WHAT TO WORK ON: The entries shown next need to be written again word for word.

RECORDS SUPPLIED:

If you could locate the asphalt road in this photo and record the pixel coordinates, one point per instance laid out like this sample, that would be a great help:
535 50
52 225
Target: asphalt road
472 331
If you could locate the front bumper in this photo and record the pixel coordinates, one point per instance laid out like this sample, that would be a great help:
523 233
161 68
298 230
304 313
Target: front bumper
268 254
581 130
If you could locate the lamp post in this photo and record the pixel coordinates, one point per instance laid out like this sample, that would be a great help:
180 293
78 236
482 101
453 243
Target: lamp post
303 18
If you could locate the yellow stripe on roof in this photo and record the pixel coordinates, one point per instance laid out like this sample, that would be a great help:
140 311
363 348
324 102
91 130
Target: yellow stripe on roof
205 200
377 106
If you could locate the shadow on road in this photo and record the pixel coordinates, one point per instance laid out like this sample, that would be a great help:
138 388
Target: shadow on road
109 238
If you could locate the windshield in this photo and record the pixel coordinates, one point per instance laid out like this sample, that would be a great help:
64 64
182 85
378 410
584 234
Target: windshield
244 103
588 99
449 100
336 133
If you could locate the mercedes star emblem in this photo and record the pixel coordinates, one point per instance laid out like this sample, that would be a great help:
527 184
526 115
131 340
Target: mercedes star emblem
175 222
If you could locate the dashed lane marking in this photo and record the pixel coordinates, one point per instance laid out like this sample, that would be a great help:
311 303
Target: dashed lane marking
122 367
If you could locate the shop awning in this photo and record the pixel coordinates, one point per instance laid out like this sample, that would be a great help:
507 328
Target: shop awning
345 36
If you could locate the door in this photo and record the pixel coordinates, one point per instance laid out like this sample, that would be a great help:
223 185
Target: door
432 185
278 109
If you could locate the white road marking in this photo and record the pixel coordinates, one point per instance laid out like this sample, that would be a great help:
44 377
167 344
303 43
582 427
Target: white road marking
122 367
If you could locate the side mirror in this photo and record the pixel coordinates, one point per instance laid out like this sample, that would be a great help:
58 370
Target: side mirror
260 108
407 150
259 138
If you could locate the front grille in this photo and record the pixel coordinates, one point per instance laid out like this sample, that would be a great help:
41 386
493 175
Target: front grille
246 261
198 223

EXERCISE OUTPUT:
If you could locate the asphalt road in this photo and record the pixel coordinates, one point per instance laid out like this sample, that would be a great help:
535 50
52 225
Target: asphalt road
472 331
If you could locate the front bumper in this photo and record the pixel coordinates, one point per instance laid out like this sample, that would be a great help:
523 233
161 68
298 230
304 313
Target: front bumper
268 254
581 130
If you could locate the lamp post in this photo and record the pixel coordinates, one point per instance laid out like this sample, that would be a great help:
180 293
78 236
482 101
453 243
Target: lamp post
303 18
If you could locate the yellow stripe on roof in this photo and record the pixel coordinates, one point per instance laid out like this sample, that would be a great help:
140 311
363 348
324 102
91 130
Target: yellow stripe on roof
205 200
377 106
If you could locate the shadow on road in this photo and record the pixel coordinates, one point per instance laid out like this sample, that would be a great help:
138 388
Target: shadow on road
109 238
If you could locate the windshield in this photo and record the pixel coordinates, one point per instance laid out like this sample, that would be a great help:
64 64
182 85
378 410
584 234
Target: windshield
244 103
588 99
449 100
336 133
If you could locate the mercedes star emblem in this photo and record the pixel coordinates, one point per instance laid out like this sample, that would be a great help:
527 184
526 115
131 340
Target: mercedes star emblem
175 222
If you could locate the dashed lane marking in this photo and record the pixel coordinates, one point per instance laid out like this sample, that would be a great help:
311 303
Target: dashed lane marking
122 367
If you could locate the shop awning in this photo and record the pixel coordinates, one point per instance laid out like this sample, that would be a great help:
507 328
Target: shop awning
345 36
If you could locate the door in this photo and record the pixel coordinates, one point per instance laid out like this sample, that would be a great help:
223 185
Target: door
432 185
278 109
If you could locate the white road marking in this photo and record the pixel coordinates, one point per instance laid out like this sample, that would be a great help:
44 377
167 344
303 43
582 427
Target: white road marking
122 367
If you could locate the side mirror in this photo and record the pixel coordinates, one point per instance laid out like this sample, that would be a great help:
58 370
Target: side mirror
260 108
407 150
259 138
If you could locate the front grille in this photo and record the pixel coordinates, one point per instance laid out like this sample, that would be a great help:
41 386
493 175
Target: front grille
246 261
198 223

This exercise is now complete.